Inauguration ...
Les habitants de Sancerre, unis dans un même sentiment de reconnaissance, groupés dans une même piété filiale, ont pris part en grand nombre, le vendredi 11 novembre, aux cérémonies qui ont eu lieu à l’occasion de l’inauguration du monument élevé à la mémoire de ceux de leurs enfants qui sont tombés pour la défense de la Patrie.
La première cérémonie a été un service solennel célébré le matin, en l’église paroissiale, à la mémoire de nos chers morts.
Une nombreuse assistance avait répondu à l’appel de M. l’archiprêtre Ducher. M. Dissart, sous-préfet, M. panseron, maire de Sancerre, les membres du Conseil municipal, la plupart des fonctionnaires, des délégations des diverses sociétés de la ville étaient présents.
La messe a été dite par M. l’abbé Grand, curé de Chavignol et l’absoute donnée par M. l’archiprêtre Ducher. Au cours de l’office, ce dernier est monté en chaire et a prononcé une éloquente allocution, pour dire quel souvenir nos morts nous inspirent et faire appel à l’Union de tous les Français.
Après l’office, a commencé la fête officielle : il y a eu, à 11 heures, réception des invités à l’Hôtel de Ville et vin d’honneur offert par la municipalité.
A midi, un banquet a réuni à l’Hôtel du Point du Jour 85 convives, sous la présidence de M. Panseron, maire. Parmi les convives, on notait la présence de M. le Sous-préfet, MM. Pajot et Mauger, sénateurs ; Valude et Plaisant, députés ; Maupin, conseiller général ; Biquin, conseiller d’arrondissement ; Jules Habert, Président du Comité du Monument ; Raimbault, ancien maire ; les Maires des communes de Bué, Ménétréol, Vinon, Crésancy, St-Satur ; les adjoins et conseillers municipaux ; Delperier, sculpteur, Jarry, entrepreneur et Robert, architecte du Monument ; Morand, Capitaine de gendarmerie ; Thomas, Président du Comité des Compatriotes Sancerrois à Paris, assisté de MM. Chotard et Picard, membres du Comité ; les Présidents des différentes Sociétés ; Louis Malfuson, de la 854° Section des Prévoyants de l’Avenir ; Corneloup, de la Solidarité Sancerroise ; Vaillant de Guélis, de la section des Mutilés, assisté de 14 membres de la Section ; enfin M. Reuland, directeur de la Fanfare Municipale et un certain nombre de fonctionnaires.
A la fin du repas, dont le menu valut des compliments au maître d’hôtel, M. Panseron adressa ses remerciements à nos représentants, qui ne manquent jamais de rehausser de leur présence des manifestations comme celle d’aujourd’hui ; il remercia également ses collègues du canton et les mutilés et leva son verre en l’honneur de la ville de Sancerre et de tous les convives.

• _Lignes de données_
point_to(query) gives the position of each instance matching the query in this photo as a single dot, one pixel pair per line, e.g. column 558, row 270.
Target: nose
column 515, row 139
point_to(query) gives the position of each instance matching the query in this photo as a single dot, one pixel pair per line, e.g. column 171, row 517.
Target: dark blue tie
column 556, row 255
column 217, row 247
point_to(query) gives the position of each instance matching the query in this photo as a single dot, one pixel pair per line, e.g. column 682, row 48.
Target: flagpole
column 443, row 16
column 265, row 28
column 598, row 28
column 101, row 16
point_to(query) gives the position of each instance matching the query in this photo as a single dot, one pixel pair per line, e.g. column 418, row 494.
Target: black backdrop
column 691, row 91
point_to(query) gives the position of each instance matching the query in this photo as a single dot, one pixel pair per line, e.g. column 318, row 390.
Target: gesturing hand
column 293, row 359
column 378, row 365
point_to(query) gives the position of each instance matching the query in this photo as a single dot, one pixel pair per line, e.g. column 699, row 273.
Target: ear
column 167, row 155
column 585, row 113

• _Tâches à réaliser_
a) D’après l’extrait, combien de convives le banquet de midi a-t-il réunis ?
b) Indiquez si chacune de ces affirmations concorde avec l’extrait : (i) la messe a été dite par l’archiprêtre Ducher ; (ii) la réception des invités à l’Hôtel de Ville a eu lieu à 11 heures ; (iii) le banquet était présidé par le maire de Sancerre.
c) Selon l’extrait, dans quel but l’archiprêtre Ducher est-il monté en chaire au cours de l’office ?
Le matériel ne joue aucun rôle ici.

• _Réponses fournies_
a) Le banquet a réuni 85 convives.

b)
(i) Non : « La messe a été dite par M. l’abbé Grand, curé de Chavignol ».
(ii) Oui : « il y a eu, à 11 heures, réception des invités à l’Hôtel de Ville ».
(iii) Oui : « sous la présidence de M. Panseron, maire ».

c) Il est monté en chaire pour prononcer une allocution. Celle-ci devait dire quel souvenir les morts inspirent et faire appel à l’union de tous les Français.